◆ **PROVIDED TEXT**
Design graph and optimization with python

5.4. Design graph and optimization with python#

Written by Marc Budinger (INSA Toulouse), Toulouse, France

This notebook continues the example started earlier. It aims to show how a design graph can be used to structure the optimisation problem.

For interested readers, more information can be found in :

Delbecq, S., Budinger, M., Ochotorena, A., Reysset, A., & Defaÿ, F. (2020). Efficient sizing and optimization of multirotor drones based on scaling laws and similarity models. Aerospace Science and Technology, 102, 105873.

5.4.1. Objectives and specifications#

We want to optimize the selection of a TVC motor/reducer set: dynamics are high and motor inertia effect is not negligeable.

EMA

The sizing scenario is a sinusoïdal displacement with a constant force and an inertia effect:

Specification
static force	40 kN
Inertia	800 kgg
Displacement magnitude	10 mm
Frequency	5 Hz

We first define the specifications and assumptions for the sizing:

from math import pi

# Specifications
Xmax = 10e-3  # [m]
f = 5  # [Hz]
w = 2*pi*5 # [rad/s] angular frequency

Xpmax = w*Xmax  # [m/s] max linear speed
Xppmax = w**2*Xmax  # [m/s²] max linear acceleration

M = 800 # [kg] Equivalent mass inertia of the nozzle
Fstat = 40e3 # [N] static force

A reference example of motor is:

Characteristics
Nom. torque	3.14 N.m
Max. torque	13.4 N.m
Max. speed	7200 rpm
Inertia	2.90E-04 kg.m²
Mass	3.8 kg

We assume here that :

the pitch \(p\) of the roller screw is 10 mm/rev.
The efficiency of mechanical power transmission is 100%.

The objective is to select the reduction ratio of the gear reducer in order to minimize the mass of the motor.

We then define the main characteristics of components and the reference parameters for the scaling laws:

# Assumptions
pitch = 10e-3 / 2 / 3.14  # [m/rad]
nu_screw = 1  # [-]

# Reference motor
T_mot_nom_ref = 3.14 # [N.m] Max torque
T_mot_max_ref = 13.4  # [N.m] Rated torque
W_mot_max_ref = 754  # [rad/s] max speed
J_mot_ref = 2.9e-4 / 2  # [kg.m²] Inertie 
M_mot_ref = 3.8  # [kg] Mass

5.4.2. Design graph#

The objective is to select the motor and the reduction ratio of a gear reducer in order to minimize the mass of the motor.

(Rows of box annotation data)
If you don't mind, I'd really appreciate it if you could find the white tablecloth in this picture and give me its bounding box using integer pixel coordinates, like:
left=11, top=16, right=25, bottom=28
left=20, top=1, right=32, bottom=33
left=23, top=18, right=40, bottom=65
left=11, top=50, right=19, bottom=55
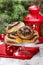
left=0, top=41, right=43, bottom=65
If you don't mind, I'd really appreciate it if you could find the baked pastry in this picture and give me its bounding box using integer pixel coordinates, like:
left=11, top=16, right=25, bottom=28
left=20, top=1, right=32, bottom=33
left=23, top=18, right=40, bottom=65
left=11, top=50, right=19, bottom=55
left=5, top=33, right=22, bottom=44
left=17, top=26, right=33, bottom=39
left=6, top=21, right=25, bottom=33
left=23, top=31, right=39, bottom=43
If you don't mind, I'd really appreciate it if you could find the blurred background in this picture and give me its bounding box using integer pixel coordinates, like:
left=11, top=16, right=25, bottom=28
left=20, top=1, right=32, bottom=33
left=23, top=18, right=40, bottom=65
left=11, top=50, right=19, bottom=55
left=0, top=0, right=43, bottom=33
==
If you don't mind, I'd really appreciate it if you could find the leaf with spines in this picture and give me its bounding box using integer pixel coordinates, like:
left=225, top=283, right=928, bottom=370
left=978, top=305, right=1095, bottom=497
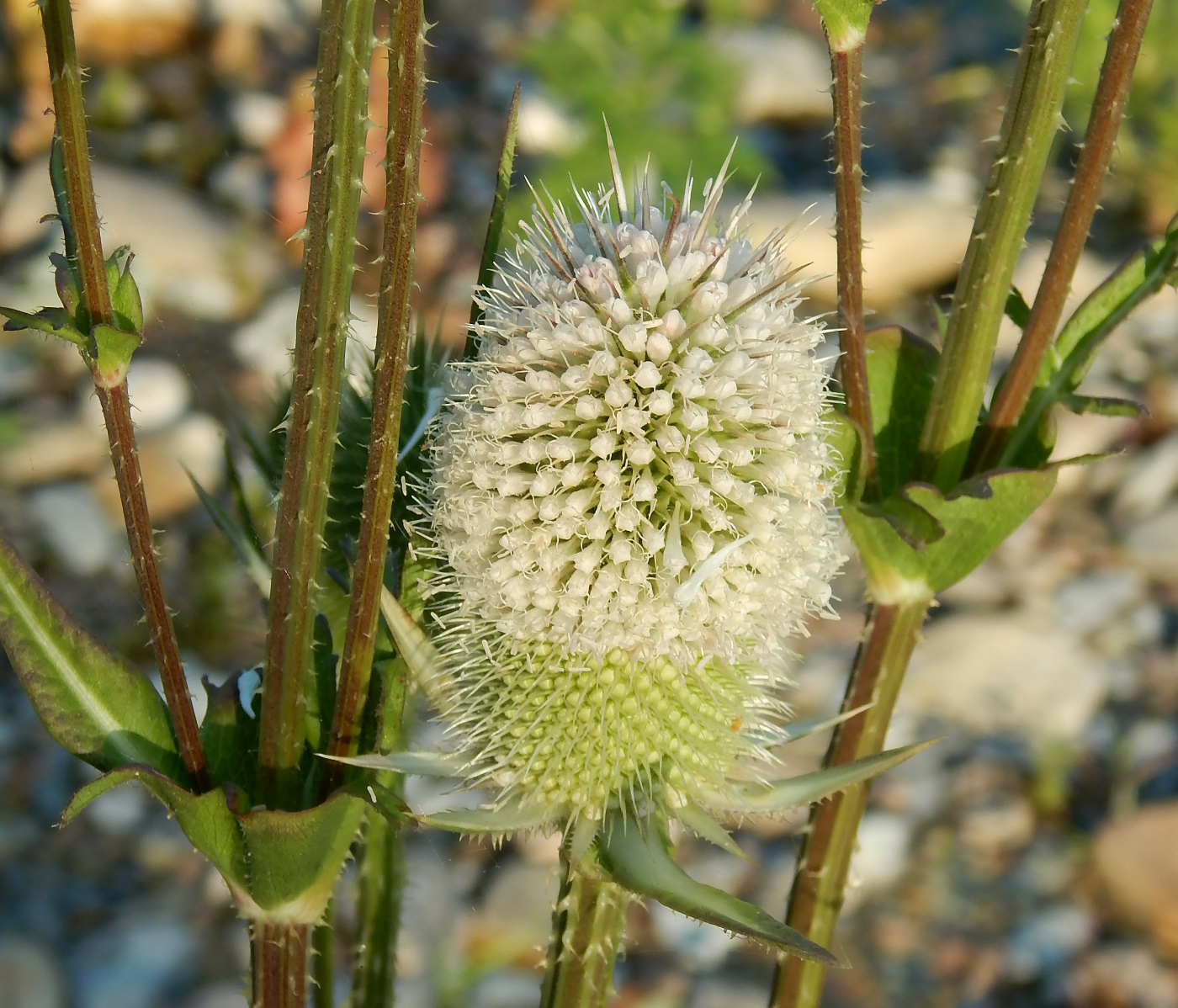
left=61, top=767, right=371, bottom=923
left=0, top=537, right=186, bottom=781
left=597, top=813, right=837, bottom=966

◆ **WHAT TO WORK ON**
[a] Report how many lines in the entries contain the string "blurred", counting only matches with the same case. Give only the number.
[b] Write the next part of the page on design graphs and optimization with Python, starting after its last sentence.

◆ **SOLVED TASKS**
[a] 1

[b]
Exercise 5.3

Draw the design graph and highlight the main problems.
Propose a solution which reduce the complexity of the optimization problem compared to previous solution.
Define optimization variables and the set of constraints

Solution to

The design graph of this sizing problem is: Algebraic Loop with

equation 1 the sizing scenario linking force and acceleration of the load to the maximal electromagnetic torque of the motor.
equations 2 and 3 scaling laws which enable to estimate inertia and mass of the motor.

The main problem is the existance of an algebraic loop. Here the choice of a motor, based on its max torque depends on its own inertia, which means we have to know what motor to chose before choosing it.
This algebraic loop can be broken by admitting that the inertia torque is meaningless to evaluate the max torque, which allows us to choose a motor.
The global torque with inertia can subsequently be evaluated and compared to the torque of the motor we selected. To respect this last constraint, we add an oversizing constraint to the first sizing process, the solver will chose by itself the value of this coefficient, which is at least 1 (in the case of negligible inertia effects).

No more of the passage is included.